The Institute of the Incarnate Word (IVE) () is a Catholic religious institute founded in Argentina by Fr. Carlos Miguel Buela on March 25, 1984. It is a religious institute of diocesan right. The institute is the male branch of the Religious Family of the Incarnate Word, a union of religious institutes founded by Buela; the other two branches are the female religious community known as the Servants of the Lord and the Virgin of Matará (SSVM) and the Secular Third Order.

Overview 

Members of the Institute profess the vows of chastity, poverty and obedience.  In addition, a fourth vow of Marian slavery is professed following the practice of St. Louis-Marie Grignion de Montfort.

History

Foundation 

Fr. Carlos Miguel Buela founded the Institute of the Incarnate Word in Argentina on March 25, 1984, on the Solemnity of the Annunciation with the approval of Bishop León Kruk in the Diocese of San Rafael.

A few years later, in 1988, Fr. Buela founded the female branch, the Servants of the Lord and the Virgin of Matará, with the same charism and mission.  After passing almost two decades in the initial stages as a new religious community, the IVE became a religious congregation of diocesan right on May 8, 2004 under the guidance of resident diocesan Bishop Andrea Maria Erba of the Diocese of Velletri-Segni near Rome, Italy, the site of the institute's main house. At the same time the Constitutions also received official approval by a competent authority of the Church. Mons. Erba had previously received the institute's General House in the year 2000.

On March 25, 2009, the Institute celebrated its 25th anniversary. A year later saw the election of a new General Superior, Fr. Carlos Walker, IVE.

Specific locations

United States 
The first IVE priests to come to the United States arrived in New York in December 1989, the SSVM sisters arriving shortly thereafter.

Several years later, given its rapid growth, the IVE officially established the Province of the Immaculate Conception which includes the United States, Canada, Mexico, and Guyana. The Institute began its American novitiate (St. Isaac Jogues & Companion Martyrs Novitiate) in 1998, its seminary (the Ven. Fulton Sheen House of Formation) in 1999, and a high school seminary (Bl. Jose Sanchez del Rio High School Seminary) in 2008. That same year in Guyana, the IVE also started a residence for boys who aspire to the priesthood. In the province there are currently 40 priests and about 75 young men in formation.

Tajikistan 

John Paul II entrusted The Mission sui iuris in Tajikistan to the care of the Institute on September 29, 1997. As the Holy See indicates, a mission sui iuris is a special missionary territory which is not part of any diocese, vicariate, or apostolic jurisdiction.  Thus, to provide an organized structure to such a territory, the Pope appoints a religious superior as the highest-ranking Church authority within its boundaries. As of 2005 Tajikistan had only 245 Catholics being tended to by five priests, all of whom belong to the institute.

### [Exercise requirements]
According to the text about the Institute of the Incarnate Word, on what date did the institute become a religious congregation of diocesan right? The material comes from a separate source and has no connection to the text above.

### [Stored rows]

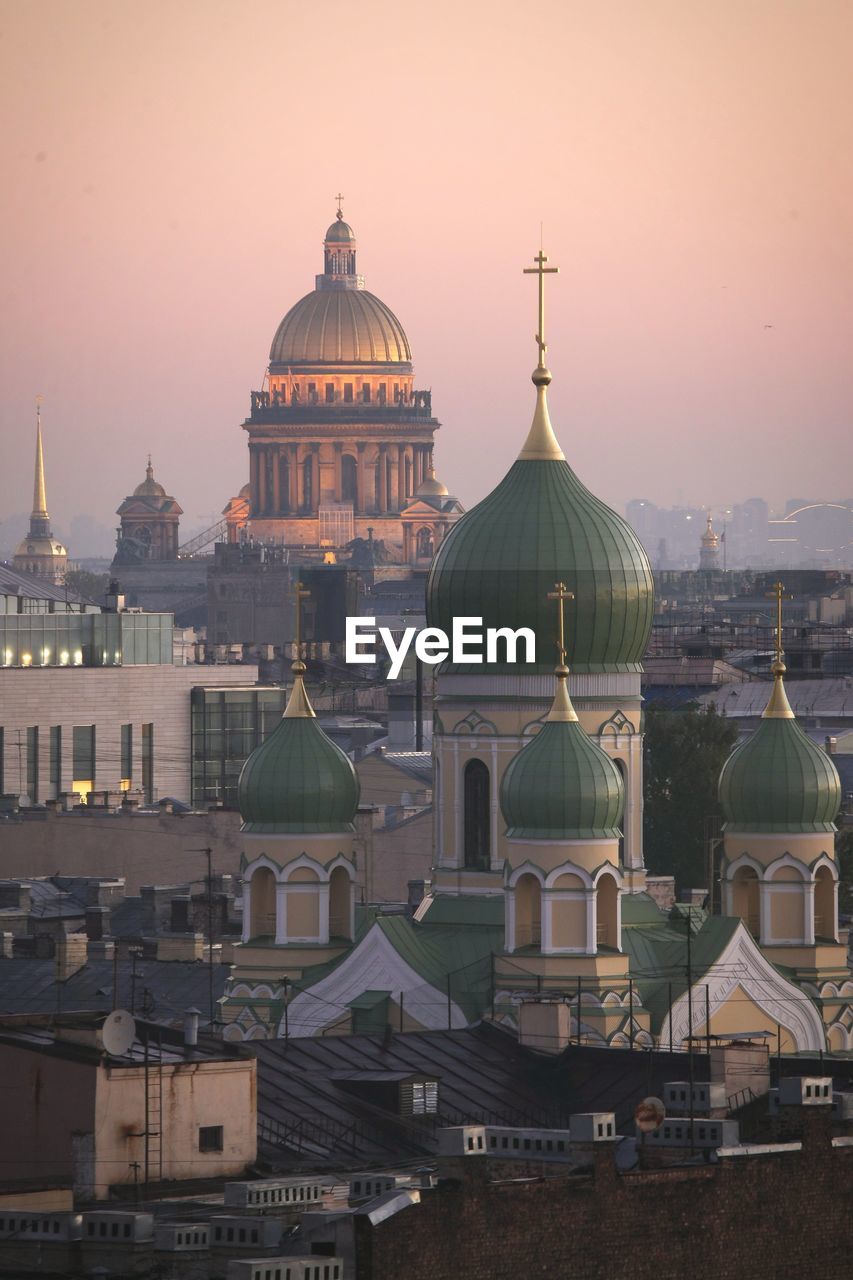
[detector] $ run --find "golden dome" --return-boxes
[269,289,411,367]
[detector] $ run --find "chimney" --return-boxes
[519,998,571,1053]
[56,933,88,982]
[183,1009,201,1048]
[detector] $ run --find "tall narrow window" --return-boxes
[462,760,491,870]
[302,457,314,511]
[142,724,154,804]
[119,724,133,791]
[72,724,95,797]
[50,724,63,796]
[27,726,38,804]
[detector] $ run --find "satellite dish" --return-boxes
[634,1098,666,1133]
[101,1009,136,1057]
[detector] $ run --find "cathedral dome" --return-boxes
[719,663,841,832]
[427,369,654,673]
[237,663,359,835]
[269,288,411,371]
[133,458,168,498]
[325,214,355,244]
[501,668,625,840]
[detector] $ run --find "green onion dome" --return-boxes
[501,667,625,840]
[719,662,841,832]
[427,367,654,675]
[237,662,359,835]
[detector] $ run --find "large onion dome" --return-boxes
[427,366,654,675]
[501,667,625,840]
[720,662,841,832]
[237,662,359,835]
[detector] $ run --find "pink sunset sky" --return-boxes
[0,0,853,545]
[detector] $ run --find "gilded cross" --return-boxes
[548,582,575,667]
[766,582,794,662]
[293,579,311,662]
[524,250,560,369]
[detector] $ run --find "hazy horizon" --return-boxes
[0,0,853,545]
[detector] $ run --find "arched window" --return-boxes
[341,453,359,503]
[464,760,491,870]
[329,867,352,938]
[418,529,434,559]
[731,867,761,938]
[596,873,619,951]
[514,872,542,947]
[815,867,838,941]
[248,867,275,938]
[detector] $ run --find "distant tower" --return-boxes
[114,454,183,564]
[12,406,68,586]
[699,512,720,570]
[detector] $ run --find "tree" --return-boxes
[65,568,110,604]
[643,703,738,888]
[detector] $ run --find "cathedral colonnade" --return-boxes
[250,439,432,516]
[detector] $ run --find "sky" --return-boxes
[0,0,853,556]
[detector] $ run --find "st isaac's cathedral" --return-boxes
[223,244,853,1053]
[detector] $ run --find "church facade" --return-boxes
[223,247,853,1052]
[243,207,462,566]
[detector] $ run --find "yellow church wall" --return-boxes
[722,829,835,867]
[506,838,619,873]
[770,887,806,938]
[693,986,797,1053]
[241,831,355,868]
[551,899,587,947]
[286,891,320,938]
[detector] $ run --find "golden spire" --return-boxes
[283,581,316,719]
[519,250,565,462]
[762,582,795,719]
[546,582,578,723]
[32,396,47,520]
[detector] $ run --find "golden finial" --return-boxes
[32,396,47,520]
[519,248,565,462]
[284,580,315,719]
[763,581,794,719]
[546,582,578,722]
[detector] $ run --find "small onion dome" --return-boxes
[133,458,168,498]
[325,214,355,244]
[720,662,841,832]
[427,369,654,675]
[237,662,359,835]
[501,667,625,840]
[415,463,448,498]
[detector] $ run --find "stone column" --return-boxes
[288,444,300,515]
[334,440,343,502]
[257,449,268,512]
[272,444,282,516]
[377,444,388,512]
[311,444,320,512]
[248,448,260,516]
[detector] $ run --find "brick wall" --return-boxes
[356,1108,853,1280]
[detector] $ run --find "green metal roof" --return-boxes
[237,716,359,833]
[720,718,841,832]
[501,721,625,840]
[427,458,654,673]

### [Result of the exercise]
May 8, 2004.